## Source passage
AN ESSAY
When I practiced law, I learned the real meaning of the word “unhappiness.” I have garbled memories about my months in practice. Impressions flitter back to me without warning. No matter how they reappear, they put a bitter taste in my mouth. They confirm to me that I made the right decision to abandon the legal profession. They remind me just how awful I felt every day in a law office.
Before I practiced law, I never thought much about the concepts “happiness” and “unhappiness.” In my young mind, happiness was uncomplicated; it simply meant that you generally “felt good” in your circumstances and that “nothing was wrong.” Applying that definition, “unhappiness,” too, was easy to understand. It was just the “opposite of feeling good.” “Unhappiness” depended on “happiness.” If I knew one, I could abstractly imagine the other. I never considered that “unhappiness” could have an independent meaning.
It does. The mere fact that the word “unhappiness” contains the word “happiness” does not mean that “unhappiness” depends on “happiness.” To the contrary, “unhappiness” is a unique, pervasive, all-consuming feeling of malaise that darkens your entire outlook on life. It is not merely the absence of happiness; it is much more. It is a poisonous, enervating, hopeless mental condition. When you are unhappy, life appears bleak and pointless. Days pass slowly, even torturously. You just want to lie down and go to sleep. You expect bad news at every turn. When you are unhappy, you do not think to yourself: “I am not happy.” You think: “I am unhappy; and unhappiness has nothing to do with happiness.”
Practicing law made me unhappy. I could not bear to get up in the morning. I would lie in bed and pray that the minutes on the clock would not pass. From the moment I walked into the office, difficulties arose. My supervisor would yell at me for failing to make a phone call or fax something. She would reject my explanations with vague advice, such as: “You need to do better, remember more and move faster.” Of course, she never told me how to make people answer the phone or return calls. Nor could she tell me how to make the U.S. Mail move more quickly. Whenever I mustered the effort to fulfill her requests, she had a fresh rebuke for me. She called me names and told me she would dock my pay if I kept “fucking things up.” I tried to emphasize that no one had trained me. She told me to train myself by reading a 900-page “best practices manual.”
I felt disillusioned. I entered law practice after a very successful law school career. I thought my academic success would carry over into practice. It did not. Whenever I talked about legal theory, I was told to be quiet and do “case management” instead. That meant making phone calls and setting up appointments with doctors and engineers. Law had nothing to do with my practice. It was an elaborate horse-trading game that happened to revolve around a courthouse. All the while, intimidating people besieged me from all sides. My own supervisor told me I was incompetent. My adversaries called our lawsuits “baseless, stupid and worthy of sanction.” I even made judges angry because my supervisor instructed me to file idiotic motions in court. In short, I was castigated for following orders as often I was for failing to follow them. It was classic Catch-22 material.
My life degenerated into pure negativity. Nothing ever felt right. No matter what I did, I expected to be insulted, censured or criticized. I never received even one encouraging word from anyone. I remember losing interest in everything, even things I really liked. My libido vanished. Lawyers in my firm sympathized with me. But they, too, endured the same hardships I did; they had little time to worry about me.

## Written task A
Report each line of the entries below that contains the word "window".
## Written task B
Write the next part of the law-practice essay, starting after its last sentence.
The law-practice essay has no connection to the entries that come after it.

[Location annotation dataset excerpts]

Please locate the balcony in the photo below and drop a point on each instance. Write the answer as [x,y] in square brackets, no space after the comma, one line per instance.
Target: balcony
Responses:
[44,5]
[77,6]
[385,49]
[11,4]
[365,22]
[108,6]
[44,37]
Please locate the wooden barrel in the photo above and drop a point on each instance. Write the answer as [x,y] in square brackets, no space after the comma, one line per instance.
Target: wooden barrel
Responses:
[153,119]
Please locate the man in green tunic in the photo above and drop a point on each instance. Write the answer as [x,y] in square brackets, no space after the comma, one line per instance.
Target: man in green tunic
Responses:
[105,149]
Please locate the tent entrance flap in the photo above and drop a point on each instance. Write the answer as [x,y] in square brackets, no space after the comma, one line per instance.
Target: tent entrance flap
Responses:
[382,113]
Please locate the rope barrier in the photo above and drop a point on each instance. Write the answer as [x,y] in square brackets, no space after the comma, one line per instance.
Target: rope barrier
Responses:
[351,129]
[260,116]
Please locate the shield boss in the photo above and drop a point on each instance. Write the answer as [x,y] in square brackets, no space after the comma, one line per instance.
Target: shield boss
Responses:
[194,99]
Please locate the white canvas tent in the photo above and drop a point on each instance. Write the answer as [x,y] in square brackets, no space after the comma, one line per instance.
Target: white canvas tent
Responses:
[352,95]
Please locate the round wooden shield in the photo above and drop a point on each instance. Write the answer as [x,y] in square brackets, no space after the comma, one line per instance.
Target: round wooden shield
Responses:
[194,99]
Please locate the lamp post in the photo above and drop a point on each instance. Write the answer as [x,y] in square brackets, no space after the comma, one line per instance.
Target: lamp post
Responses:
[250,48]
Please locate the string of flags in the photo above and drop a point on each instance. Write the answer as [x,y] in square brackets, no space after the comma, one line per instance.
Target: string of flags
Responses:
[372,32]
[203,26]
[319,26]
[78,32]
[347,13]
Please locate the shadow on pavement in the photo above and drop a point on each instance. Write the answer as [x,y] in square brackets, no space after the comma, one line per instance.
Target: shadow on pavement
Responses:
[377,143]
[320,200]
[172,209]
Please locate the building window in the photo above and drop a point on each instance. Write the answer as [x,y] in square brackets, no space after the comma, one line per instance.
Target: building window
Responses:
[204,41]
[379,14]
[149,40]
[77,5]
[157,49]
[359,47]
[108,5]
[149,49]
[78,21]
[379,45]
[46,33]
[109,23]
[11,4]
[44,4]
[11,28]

## Exercise output A
Please locate the building window in the photo above and drop a point on each instance. Write the answer as [x,y] in square brackets, no space after the comma, one line per instance.
Target: building window

## Exercise output B
And I could not escape. I stayed in the office for 11 hours or more for six days a week. I had no vacation time. I received cell phone calls before and after I left the office. The bad news and mean-spirited criticism never ended. Six months into my law practice experience, goodness seemed to have evaporated from my existence. It had become one grim, emasculating failure after another with no end in sight. My boss even reneged on a promise to increase my salary after six months, explaining: “You haven’t earned it yet.”
That’s when I learned what “unhappiness” really meant. I quit. It was one of the best decisions I have ever made. Since then, life has dealt me more tough cards. But at least I do not face ridicule, scorn and criticism every hour. I happier now than I was when I practiced law. In any event, I know I am not “unhappy” anymore.
Could anyone be happy in such circumstances? I remember something my supervisor said to me one Friday evening. It was about 6 PM. I was working on something that had to be done on Monday; there was still a long way to go. I knew I was going to be back in the office on Saturday, but I wanted to knock some work out before the weekend. Everyone else had gone home except my supervisor. She wanted to leave, too. So she came into my office and said: “Would you wrap it up? You’re cutting into my drinking time.”
I will never forget that. It made me seriously think about life, careers, happiness and success. Here was a successful law firm manager who divided life between “work time,” namely, Monday morning through Friday afternoon, and “drinking time,” namely, Friday afternoon through Sunday evening. When she said “I was cutting into her drinking time,” she implied that she drank at any moment she wasn’t working. For her, life was binary: Working and drinking. She must have liked drinking, because she did not like the fact that I was keeping her at work during her drinking time. If she had liked working, she would not have minded staying at work for a few more hours. But she was upset because I was encroaching on “her time,” and in “her time,” she liked drinking.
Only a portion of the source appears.